Exercise requirements => Your answer should be the lines from the one containing "Would you kindly point to the sign" through the final line below, copied exactly.

Items from a dataset =>
---------------
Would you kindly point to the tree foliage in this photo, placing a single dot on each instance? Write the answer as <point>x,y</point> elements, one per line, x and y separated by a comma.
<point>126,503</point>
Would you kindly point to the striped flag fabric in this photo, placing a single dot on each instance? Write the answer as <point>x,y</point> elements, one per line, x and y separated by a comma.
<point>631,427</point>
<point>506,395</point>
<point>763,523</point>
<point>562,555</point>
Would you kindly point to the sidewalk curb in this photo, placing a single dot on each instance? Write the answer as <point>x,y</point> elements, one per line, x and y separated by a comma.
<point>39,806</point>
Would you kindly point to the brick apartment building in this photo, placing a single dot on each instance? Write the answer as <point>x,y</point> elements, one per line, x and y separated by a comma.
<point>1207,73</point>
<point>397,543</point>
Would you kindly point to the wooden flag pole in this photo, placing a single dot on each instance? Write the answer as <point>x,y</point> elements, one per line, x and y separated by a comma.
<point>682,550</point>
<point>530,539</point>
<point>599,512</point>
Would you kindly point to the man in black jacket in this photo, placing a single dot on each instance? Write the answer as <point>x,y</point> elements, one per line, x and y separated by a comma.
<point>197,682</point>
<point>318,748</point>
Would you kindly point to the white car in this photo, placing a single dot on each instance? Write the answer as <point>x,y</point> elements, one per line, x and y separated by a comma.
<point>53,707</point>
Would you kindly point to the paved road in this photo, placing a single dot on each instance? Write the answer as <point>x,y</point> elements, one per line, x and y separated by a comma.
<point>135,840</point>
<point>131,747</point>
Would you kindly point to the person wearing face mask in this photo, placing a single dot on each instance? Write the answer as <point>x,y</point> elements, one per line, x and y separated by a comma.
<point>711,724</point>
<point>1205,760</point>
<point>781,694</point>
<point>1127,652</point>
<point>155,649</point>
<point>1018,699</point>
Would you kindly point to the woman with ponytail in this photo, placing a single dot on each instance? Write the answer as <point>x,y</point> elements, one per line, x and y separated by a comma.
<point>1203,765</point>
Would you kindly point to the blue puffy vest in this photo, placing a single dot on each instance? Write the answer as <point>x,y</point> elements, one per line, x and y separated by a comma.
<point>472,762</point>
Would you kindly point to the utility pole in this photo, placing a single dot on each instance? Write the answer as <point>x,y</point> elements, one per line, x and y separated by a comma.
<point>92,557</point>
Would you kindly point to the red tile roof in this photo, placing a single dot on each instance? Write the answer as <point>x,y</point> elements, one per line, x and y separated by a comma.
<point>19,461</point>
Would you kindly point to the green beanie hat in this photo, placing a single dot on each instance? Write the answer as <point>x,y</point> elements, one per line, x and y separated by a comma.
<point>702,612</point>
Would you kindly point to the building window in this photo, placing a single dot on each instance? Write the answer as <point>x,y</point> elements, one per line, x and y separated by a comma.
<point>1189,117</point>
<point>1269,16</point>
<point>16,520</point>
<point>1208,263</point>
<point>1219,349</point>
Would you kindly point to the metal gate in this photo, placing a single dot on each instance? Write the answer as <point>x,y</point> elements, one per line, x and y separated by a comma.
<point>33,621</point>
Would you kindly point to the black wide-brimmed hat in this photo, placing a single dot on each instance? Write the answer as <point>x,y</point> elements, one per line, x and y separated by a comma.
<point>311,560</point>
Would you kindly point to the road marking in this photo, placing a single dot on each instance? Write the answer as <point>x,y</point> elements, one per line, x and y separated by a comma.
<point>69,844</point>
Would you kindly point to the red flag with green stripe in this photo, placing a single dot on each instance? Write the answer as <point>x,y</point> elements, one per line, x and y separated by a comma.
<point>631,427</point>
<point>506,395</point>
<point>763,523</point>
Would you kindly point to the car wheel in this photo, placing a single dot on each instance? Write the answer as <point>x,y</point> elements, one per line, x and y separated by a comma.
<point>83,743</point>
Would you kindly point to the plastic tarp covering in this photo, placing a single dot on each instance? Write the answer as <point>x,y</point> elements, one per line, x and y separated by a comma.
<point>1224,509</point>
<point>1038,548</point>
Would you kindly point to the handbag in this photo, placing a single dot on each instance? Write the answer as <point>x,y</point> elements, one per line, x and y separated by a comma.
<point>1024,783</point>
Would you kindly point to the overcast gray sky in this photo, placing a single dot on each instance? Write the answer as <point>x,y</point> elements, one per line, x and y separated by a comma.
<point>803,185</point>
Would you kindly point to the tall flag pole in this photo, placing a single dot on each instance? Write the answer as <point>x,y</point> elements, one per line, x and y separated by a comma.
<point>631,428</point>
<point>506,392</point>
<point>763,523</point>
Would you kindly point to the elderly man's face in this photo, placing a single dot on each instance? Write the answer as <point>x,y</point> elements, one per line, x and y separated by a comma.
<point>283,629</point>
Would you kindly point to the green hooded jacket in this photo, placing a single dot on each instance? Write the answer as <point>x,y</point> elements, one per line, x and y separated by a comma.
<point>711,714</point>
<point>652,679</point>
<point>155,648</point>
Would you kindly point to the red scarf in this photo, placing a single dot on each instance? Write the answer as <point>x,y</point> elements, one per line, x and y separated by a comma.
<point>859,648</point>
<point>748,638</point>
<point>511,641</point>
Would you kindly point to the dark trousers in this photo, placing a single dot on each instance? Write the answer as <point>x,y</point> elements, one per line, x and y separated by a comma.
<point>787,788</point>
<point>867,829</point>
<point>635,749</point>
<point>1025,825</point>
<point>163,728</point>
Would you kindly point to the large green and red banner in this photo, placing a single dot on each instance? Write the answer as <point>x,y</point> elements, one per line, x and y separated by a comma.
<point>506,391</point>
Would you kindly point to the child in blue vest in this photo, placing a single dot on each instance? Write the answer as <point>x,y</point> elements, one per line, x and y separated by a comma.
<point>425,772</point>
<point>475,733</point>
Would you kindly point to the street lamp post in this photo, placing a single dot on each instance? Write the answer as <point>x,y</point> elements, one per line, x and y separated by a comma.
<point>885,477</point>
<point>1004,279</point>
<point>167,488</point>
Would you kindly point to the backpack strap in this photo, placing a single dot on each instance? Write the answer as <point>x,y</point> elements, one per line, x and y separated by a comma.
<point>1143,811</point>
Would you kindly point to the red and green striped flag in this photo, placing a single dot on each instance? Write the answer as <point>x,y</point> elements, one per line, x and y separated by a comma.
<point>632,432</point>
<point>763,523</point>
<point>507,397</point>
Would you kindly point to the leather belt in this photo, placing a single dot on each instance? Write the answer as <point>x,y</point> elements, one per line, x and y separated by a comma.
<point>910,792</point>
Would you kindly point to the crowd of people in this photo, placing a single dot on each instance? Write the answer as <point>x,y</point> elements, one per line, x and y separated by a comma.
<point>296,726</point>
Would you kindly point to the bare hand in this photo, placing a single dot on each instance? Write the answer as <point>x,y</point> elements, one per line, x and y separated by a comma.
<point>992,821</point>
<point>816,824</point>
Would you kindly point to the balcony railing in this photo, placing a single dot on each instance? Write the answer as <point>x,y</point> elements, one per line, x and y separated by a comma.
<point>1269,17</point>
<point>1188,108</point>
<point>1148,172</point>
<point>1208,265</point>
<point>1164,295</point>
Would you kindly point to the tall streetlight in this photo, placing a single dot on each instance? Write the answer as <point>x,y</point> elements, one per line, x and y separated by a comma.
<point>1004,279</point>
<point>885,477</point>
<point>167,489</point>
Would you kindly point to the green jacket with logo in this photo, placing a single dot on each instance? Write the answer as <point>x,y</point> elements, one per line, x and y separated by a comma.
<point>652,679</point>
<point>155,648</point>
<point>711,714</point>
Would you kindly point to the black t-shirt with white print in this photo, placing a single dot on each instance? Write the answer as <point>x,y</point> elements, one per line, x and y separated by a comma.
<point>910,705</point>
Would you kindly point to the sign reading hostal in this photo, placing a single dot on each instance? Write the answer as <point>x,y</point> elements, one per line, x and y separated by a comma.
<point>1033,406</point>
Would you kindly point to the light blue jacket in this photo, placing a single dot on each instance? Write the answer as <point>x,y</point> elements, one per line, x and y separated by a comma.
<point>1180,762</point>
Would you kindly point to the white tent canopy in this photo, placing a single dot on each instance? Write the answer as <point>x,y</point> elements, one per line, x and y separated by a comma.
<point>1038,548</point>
---------------
Written solution =>
Would you kindly point to the sign reading hostal in this photo, placing a single dot on each instance? Write the answer as <point>x,y</point> elements, one per line, x and y separated by a comma.
<point>1033,406</point>
Would you kindly point to the light blue jacket in this photo, placing a single dot on each instance? Write the answer as <point>x,y</point> elements, one per line, x and y separated by a comma.
<point>1180,762</point>
Would you kindly point to the white tent canopy in this photo, placing a single dot on each instance? Write the answer as <point>x,y</point> elements, one per line, x and y separated by a comma.
<point>1038,548</point>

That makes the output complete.